→ Goal of the exercise:
Please take the records that follow and repeat exactly the lines starting with the line with "written like (905,432)." and going on through the line with "Target: shingled windmill roof".

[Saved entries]
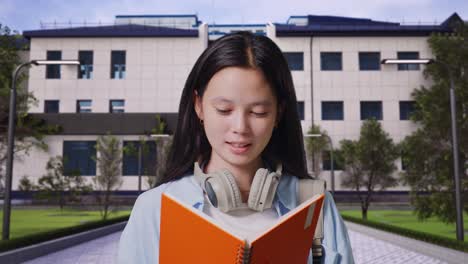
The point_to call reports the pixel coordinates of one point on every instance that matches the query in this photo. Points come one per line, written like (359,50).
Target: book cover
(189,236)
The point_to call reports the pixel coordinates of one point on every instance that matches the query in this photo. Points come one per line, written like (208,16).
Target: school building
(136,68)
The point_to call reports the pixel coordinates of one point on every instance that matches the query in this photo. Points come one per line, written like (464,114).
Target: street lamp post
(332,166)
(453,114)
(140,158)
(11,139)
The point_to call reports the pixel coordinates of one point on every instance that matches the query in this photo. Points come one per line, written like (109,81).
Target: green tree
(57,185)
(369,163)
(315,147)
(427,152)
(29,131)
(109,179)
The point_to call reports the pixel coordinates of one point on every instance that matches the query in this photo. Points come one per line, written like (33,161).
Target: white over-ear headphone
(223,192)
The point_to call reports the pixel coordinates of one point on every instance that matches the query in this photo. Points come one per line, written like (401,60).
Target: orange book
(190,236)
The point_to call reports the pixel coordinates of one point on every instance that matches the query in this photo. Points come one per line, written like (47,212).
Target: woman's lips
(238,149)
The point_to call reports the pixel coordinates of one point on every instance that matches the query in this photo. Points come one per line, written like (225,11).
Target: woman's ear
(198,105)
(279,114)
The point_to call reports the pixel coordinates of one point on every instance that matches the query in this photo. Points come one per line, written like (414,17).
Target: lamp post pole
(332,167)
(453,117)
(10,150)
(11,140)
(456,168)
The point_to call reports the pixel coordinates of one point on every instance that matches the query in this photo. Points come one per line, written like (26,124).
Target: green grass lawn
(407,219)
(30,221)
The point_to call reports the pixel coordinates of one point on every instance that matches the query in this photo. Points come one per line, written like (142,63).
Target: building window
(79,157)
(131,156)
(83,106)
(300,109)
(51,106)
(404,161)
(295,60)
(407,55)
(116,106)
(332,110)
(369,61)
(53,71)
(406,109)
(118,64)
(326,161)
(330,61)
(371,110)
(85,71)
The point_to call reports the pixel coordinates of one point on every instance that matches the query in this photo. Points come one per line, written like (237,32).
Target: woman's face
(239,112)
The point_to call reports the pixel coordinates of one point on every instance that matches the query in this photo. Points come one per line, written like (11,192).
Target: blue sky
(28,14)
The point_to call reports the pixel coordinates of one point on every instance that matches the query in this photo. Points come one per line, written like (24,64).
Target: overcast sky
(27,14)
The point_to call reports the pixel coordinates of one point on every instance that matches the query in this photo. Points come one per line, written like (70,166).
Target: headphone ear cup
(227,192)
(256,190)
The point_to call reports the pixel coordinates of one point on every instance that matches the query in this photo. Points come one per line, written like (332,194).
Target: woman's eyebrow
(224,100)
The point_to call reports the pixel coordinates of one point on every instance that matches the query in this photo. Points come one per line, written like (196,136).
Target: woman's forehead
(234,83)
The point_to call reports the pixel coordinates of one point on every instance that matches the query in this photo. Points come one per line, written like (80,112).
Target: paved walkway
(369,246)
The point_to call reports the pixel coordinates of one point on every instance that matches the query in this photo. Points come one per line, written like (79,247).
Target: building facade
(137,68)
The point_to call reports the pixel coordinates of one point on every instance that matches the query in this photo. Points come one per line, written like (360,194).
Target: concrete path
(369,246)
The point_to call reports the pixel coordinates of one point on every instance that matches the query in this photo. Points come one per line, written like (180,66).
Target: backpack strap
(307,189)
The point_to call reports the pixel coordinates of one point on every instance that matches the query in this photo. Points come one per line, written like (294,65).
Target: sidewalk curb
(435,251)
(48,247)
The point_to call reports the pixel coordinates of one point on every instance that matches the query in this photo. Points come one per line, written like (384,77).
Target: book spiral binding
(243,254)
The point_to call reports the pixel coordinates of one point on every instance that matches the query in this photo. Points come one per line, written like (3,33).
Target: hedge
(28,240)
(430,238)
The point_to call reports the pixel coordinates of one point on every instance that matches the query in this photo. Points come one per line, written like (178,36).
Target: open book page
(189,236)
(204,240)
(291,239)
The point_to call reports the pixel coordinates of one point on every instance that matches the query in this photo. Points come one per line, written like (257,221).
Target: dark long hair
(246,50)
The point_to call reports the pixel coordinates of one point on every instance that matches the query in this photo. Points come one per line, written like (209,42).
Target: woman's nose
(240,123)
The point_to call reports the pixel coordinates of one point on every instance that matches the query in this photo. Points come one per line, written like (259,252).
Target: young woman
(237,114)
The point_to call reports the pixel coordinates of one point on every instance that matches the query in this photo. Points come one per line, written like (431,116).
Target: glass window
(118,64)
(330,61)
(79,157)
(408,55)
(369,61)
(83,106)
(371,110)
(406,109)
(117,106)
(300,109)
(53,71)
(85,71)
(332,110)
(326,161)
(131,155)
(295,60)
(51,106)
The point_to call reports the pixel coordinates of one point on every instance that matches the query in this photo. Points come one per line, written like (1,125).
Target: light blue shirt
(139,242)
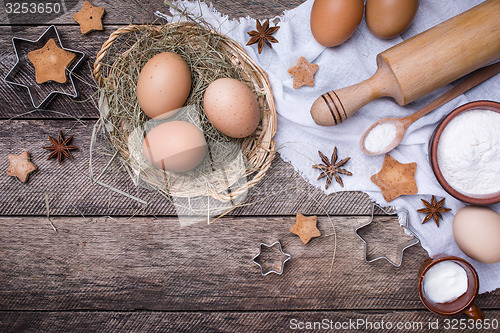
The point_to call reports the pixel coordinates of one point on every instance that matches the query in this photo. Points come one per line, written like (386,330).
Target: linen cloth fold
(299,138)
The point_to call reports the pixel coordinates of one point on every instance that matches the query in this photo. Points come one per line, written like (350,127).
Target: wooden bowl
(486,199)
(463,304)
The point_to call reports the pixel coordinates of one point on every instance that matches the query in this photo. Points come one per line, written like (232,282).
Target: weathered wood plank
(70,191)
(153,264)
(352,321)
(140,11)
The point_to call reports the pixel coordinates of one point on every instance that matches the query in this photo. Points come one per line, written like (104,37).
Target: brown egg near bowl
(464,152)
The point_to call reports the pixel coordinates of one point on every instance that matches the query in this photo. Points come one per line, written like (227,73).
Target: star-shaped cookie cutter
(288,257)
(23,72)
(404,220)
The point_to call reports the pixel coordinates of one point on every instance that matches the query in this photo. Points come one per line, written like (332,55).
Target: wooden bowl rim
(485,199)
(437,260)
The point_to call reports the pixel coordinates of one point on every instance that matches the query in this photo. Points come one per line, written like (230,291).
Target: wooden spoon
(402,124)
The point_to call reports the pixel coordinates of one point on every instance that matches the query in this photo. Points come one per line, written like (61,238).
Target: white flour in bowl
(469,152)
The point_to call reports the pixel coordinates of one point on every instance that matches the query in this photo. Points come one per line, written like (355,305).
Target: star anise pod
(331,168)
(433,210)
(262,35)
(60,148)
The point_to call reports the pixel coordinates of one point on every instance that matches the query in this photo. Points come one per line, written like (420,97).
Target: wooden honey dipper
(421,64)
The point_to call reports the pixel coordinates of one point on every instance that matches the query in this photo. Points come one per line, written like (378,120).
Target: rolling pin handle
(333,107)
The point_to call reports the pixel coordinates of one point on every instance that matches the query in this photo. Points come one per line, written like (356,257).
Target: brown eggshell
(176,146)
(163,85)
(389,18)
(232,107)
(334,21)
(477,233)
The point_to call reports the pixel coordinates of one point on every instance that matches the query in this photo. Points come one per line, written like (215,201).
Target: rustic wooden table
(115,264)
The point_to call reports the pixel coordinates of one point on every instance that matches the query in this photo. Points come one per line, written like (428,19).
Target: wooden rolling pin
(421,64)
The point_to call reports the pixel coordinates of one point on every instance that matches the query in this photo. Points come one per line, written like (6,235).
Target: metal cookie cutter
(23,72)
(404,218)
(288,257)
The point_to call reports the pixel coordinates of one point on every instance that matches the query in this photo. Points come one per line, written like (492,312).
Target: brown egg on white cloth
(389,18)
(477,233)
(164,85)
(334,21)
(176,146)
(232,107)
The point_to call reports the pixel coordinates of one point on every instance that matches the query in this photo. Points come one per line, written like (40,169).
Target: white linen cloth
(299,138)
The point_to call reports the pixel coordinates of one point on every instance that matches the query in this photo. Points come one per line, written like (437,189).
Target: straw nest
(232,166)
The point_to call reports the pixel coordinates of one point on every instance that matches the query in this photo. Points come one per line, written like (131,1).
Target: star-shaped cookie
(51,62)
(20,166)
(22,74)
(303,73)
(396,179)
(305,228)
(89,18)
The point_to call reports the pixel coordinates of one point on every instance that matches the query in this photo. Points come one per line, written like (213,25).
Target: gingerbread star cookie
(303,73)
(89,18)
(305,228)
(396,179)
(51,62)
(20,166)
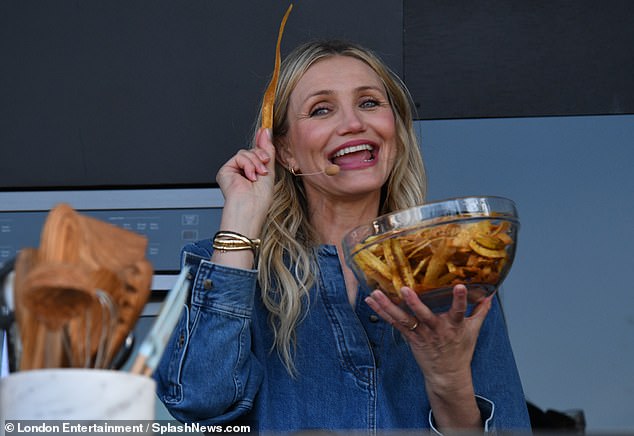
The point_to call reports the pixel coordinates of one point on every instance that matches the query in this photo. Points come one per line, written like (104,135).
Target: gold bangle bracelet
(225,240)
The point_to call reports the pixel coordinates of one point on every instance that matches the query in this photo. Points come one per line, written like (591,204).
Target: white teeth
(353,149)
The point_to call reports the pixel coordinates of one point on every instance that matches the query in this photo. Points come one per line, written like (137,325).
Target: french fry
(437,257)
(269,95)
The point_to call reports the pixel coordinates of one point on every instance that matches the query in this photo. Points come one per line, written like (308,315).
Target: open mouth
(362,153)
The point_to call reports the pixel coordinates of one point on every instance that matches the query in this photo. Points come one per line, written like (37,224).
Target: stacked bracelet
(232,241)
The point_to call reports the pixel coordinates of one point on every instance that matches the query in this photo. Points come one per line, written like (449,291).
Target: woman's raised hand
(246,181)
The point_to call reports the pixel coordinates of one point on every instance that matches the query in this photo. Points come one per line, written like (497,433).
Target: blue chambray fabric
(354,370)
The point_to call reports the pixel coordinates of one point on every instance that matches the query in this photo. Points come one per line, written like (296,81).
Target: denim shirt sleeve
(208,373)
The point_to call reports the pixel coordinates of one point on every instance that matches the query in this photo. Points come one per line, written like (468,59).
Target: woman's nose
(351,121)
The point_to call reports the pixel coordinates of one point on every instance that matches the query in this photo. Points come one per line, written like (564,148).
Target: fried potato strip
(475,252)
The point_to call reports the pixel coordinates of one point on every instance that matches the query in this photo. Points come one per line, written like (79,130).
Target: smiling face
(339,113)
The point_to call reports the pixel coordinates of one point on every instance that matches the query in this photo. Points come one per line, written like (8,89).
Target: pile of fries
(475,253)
...
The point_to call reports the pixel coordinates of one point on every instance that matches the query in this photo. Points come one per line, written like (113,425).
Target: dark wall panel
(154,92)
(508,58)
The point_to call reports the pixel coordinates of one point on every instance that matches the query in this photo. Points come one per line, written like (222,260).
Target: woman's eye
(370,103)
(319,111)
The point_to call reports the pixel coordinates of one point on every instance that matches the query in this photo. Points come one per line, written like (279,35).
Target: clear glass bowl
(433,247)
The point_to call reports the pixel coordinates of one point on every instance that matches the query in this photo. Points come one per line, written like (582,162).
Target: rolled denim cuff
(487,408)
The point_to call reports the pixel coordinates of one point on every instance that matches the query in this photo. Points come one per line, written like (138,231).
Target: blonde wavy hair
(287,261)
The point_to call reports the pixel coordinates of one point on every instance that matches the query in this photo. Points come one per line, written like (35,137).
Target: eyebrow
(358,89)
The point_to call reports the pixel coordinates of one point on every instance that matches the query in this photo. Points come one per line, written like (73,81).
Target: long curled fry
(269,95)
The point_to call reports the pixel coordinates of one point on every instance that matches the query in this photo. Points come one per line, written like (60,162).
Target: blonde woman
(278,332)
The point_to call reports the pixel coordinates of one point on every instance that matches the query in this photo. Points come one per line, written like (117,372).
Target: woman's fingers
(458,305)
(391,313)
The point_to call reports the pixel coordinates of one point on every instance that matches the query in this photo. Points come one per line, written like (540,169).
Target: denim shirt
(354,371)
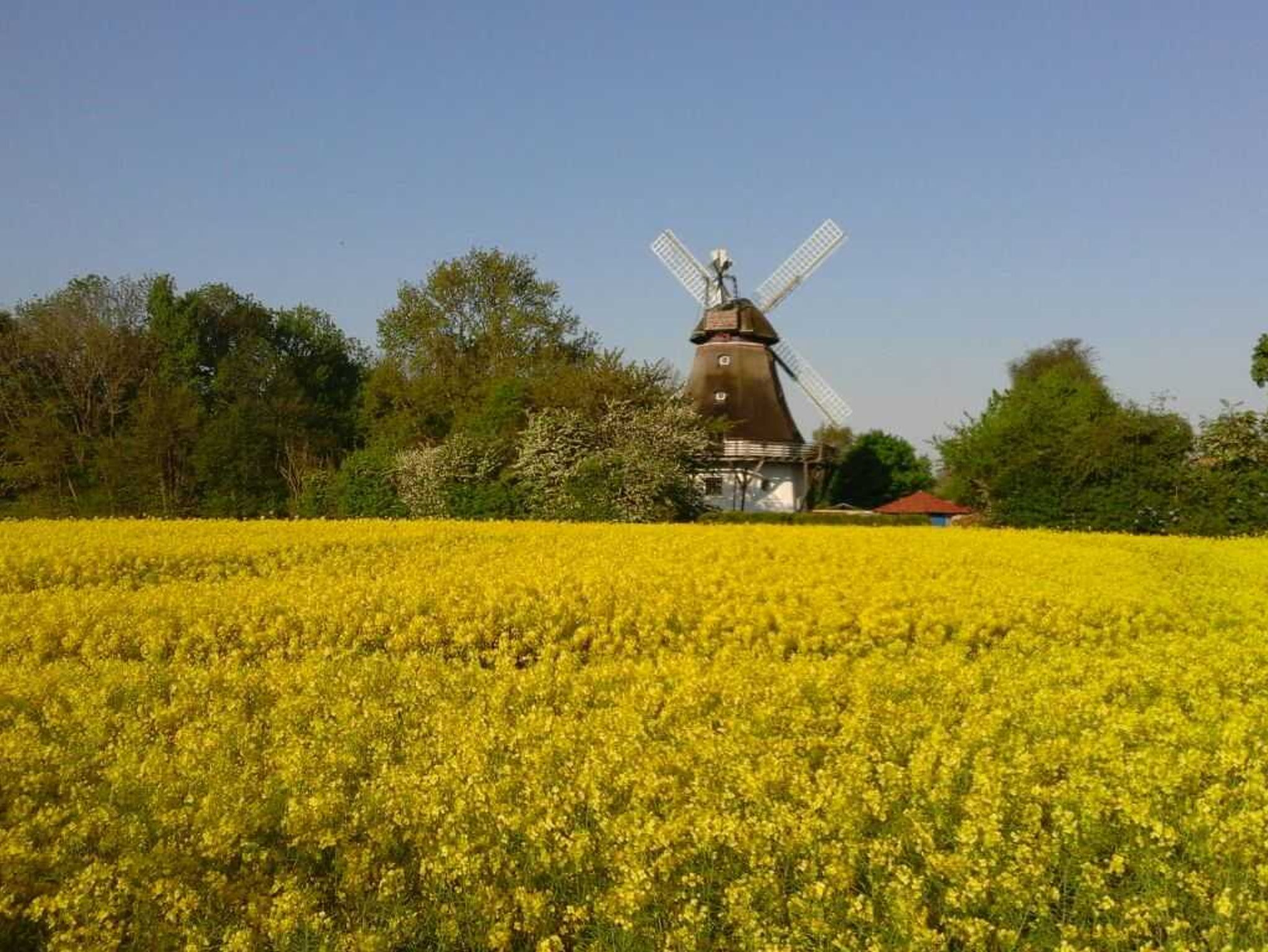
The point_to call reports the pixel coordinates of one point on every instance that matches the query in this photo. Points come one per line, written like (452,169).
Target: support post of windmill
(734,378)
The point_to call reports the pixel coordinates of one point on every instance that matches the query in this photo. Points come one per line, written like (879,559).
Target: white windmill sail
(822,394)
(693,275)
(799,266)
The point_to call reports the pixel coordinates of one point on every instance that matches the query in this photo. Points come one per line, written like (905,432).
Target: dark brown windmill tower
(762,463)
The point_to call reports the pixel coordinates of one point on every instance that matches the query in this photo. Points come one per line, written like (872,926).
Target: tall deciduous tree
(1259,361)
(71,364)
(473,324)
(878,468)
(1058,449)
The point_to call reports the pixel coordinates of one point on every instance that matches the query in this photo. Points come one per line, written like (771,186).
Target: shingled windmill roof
--
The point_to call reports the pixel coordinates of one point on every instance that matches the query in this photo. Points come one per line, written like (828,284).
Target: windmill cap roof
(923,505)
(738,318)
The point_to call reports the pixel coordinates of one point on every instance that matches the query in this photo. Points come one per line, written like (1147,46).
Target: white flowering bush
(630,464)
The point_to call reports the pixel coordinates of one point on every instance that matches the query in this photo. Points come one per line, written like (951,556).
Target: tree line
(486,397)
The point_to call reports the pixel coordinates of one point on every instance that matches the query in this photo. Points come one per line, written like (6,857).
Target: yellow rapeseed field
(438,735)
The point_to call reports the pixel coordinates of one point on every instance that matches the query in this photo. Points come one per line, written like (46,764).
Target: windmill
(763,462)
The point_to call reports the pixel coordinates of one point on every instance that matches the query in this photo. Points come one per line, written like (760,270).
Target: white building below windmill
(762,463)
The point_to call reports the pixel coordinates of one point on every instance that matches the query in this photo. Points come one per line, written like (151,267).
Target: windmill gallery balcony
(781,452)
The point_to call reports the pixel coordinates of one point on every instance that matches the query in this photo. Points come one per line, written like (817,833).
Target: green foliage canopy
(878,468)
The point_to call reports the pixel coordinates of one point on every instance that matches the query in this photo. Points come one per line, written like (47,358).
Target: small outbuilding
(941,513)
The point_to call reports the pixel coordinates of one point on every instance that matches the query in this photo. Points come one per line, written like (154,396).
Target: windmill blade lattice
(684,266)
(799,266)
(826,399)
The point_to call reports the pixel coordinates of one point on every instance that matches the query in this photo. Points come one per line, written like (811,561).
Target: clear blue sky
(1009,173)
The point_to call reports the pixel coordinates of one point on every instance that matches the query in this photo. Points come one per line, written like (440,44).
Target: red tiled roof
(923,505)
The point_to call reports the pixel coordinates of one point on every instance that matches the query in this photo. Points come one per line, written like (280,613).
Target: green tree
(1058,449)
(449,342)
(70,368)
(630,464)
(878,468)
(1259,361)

→ Written reply:
The point_to call reports the pixel coordinates of one point on every instance that matches the query in this photo. Points come one per line, written like (905,432).
Target: dark brown windmill tower
(762,463)
The point_to call reports the pixel coordinates of one point on every instance that matches the query in this photo. Points come one per line, written like (872,926).
Target: tall deciduous tree
(1259,361)
(71,364)
(473,324)
(878,468)
(1058,449)
The point_to call reports the pixel coordinates of one point on every instance that matches the query in this photo. Points come one per line, written like (771,186).
Target: shingled windmill roof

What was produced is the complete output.